TASK DIRECTIONS
Reproduce all of the data that follows, character for character.

# RECORDS TO PROCESS start

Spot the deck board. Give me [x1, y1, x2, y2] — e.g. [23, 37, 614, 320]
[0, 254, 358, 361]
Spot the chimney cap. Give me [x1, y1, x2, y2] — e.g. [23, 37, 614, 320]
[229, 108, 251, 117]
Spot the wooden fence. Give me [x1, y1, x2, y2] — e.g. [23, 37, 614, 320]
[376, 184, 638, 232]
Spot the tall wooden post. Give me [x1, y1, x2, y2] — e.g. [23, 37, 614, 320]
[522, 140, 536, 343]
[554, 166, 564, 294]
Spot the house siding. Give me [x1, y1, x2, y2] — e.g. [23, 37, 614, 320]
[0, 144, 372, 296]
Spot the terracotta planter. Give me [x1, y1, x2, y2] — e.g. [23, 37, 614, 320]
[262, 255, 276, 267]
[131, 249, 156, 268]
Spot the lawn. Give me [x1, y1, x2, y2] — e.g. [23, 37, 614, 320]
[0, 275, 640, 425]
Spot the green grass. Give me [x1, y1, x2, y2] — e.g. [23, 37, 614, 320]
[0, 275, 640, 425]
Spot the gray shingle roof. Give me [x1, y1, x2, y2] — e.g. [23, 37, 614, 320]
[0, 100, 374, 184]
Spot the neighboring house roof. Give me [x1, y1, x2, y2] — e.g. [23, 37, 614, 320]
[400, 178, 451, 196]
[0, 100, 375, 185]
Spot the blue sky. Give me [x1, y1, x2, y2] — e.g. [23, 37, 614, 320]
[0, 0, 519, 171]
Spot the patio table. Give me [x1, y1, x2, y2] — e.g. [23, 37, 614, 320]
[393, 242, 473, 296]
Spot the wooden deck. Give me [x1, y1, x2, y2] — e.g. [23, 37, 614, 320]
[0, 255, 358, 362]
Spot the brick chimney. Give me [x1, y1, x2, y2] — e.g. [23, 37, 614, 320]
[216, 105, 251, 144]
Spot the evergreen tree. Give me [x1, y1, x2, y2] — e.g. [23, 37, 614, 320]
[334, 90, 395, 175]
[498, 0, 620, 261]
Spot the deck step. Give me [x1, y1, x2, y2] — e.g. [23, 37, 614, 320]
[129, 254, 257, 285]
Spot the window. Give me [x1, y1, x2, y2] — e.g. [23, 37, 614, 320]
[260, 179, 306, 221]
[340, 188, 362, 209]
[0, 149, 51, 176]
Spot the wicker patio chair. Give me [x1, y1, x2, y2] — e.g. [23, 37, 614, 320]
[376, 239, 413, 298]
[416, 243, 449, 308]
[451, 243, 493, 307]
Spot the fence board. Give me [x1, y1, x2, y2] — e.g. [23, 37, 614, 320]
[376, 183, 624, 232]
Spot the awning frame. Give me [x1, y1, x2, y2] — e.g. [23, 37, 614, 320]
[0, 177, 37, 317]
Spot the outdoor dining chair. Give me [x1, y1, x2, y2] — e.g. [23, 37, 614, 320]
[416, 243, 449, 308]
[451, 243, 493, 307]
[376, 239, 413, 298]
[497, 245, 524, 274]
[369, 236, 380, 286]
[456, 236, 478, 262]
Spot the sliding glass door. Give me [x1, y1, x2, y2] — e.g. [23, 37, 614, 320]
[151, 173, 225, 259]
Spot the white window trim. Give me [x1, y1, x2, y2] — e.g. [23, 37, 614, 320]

# RECORDS TO PROCESS end

FULL RESPONSE
Spot the deck board. Give me [x1, y1, x2, y2] — e.g. [23, 37, 614, 320]
[0, 254, 358, 361]
Spot the chimney cap. Give me [x1, y1, x2, y2] — e.g. [23, 37, 614, 320]
[229, 108, 251, 117]
Spot the wooden fence. Give me [x1, y1, x2, y2] — e.g. [23, 37, 614, 320]
[376, 184, 638, 232]
Spot the tall wooden post. Give me [x1, y1, x2, y2] — e.g. [23, 37, 614, 320]
[522, 140, 536, 343]
[554, 166, 564, 294]
Spot the house siding. Give me [x1, y1, x2, y2] — e.g. [23, 37, 614, 320]
[0, 144, 372, 296]
Spot the terracotta planter. Give me [x1, y1, x2, y2] — e.g. [23, 37, 614, 320]
[262, 255, 276, 267]
[131, 249, 156, 268]
Spot the lawn. Give me [x1, y1, x2, y2] — e.g. [23, 37, 614, 320]
[0, 275, 640, 425]
Spot the green grass. Give me [x1, y1, x2, y2] — e.g. [23, 37, 614, 320]
[0, 275, 640, 425]
Spot the gray shingle roof. Give me [x1, y1, x2, y2] — e.g. [23, 37, 614, 320]
[0, 100, 374, 184]
Spot the neighboring house roof. Give me [x1, y1, x2, y2] — e.g. [23, 37, 614, 320]
[400, 178, 451, 196]
[0, 100, 375, 185]
Spot the blue sky. Give me [x1, y1, x2, y2] — e.g. [23, 37, 614, 320]
[0, 0, 519, 171]
Spot the patio table. Give me [x1, y1, x2, y2] — e.g. [23, 37, 614, 320]
[393, 242, 473, 296]
Spot the wooden deck. Give me [x1, y1, x2, y2] — e.g. [23, 37, 614, 320]
[0, 255, 358, 362]
Spot the brick chimney. Give me [x1, y1, x2, y2] — e.g. [23, 37, 614, 320]
[216, 105, 251, 144]
Spot the evergreen tree. Give me [x1, y1, x2, y2] — e.g. [23, 37, 614, 320]
[334, 90, 395, 175]
[498, 0, 620, 261]
Spot the deck step. Give me [x1, y1, x2, y2] — e.g. [23, 37, 614, 320]
[129, 254, 257, 285]
Spot the window. Give me [x1, y1, x2, y2] — e.g. [23, 37, 614, 320]
[260, 179, 306, 221]
[340, 188, 362, 209]
[0, 149, 51, 176]
Spot the wicker patio chair. Give me [x1, y1, x2, y2] — e.g. [23, 37, 614, 320]
[376, 239, 413, 298]
[416, 243, 449, 308]
[451, 243, 493, 307]
Spot the fence board. Give me [x1, y1, x2, y2] — e.g. [23, 37, 614, 320]
[376, 183, 624, 232]
Spot the awning frame. Give me [x1, y1, x2, y2] — e.g. [23, 37, 614, 320]
[0, 177, 37, 317]
Spot the outdoor dining chair. Give me [x1, y1, x2, y2] — e.g. [23, 37, 614, 320]
[416, 243, 449, 308]
[451, 243, 493, 307]
[376, 239, 413, 298]
[497, 245, 524, 274]
[369, 236, 380, 286]
[456, 236, 478, 262]
Spot the sliding glass door. Give me [x1, y1, x2, y2] — e.g. [23, 37, 614, 320]
[151, 173, 225, 259]
Spot the white window trim. Give me [x1, y1, x2, y2] — e.g. [23, 37, 614, 320]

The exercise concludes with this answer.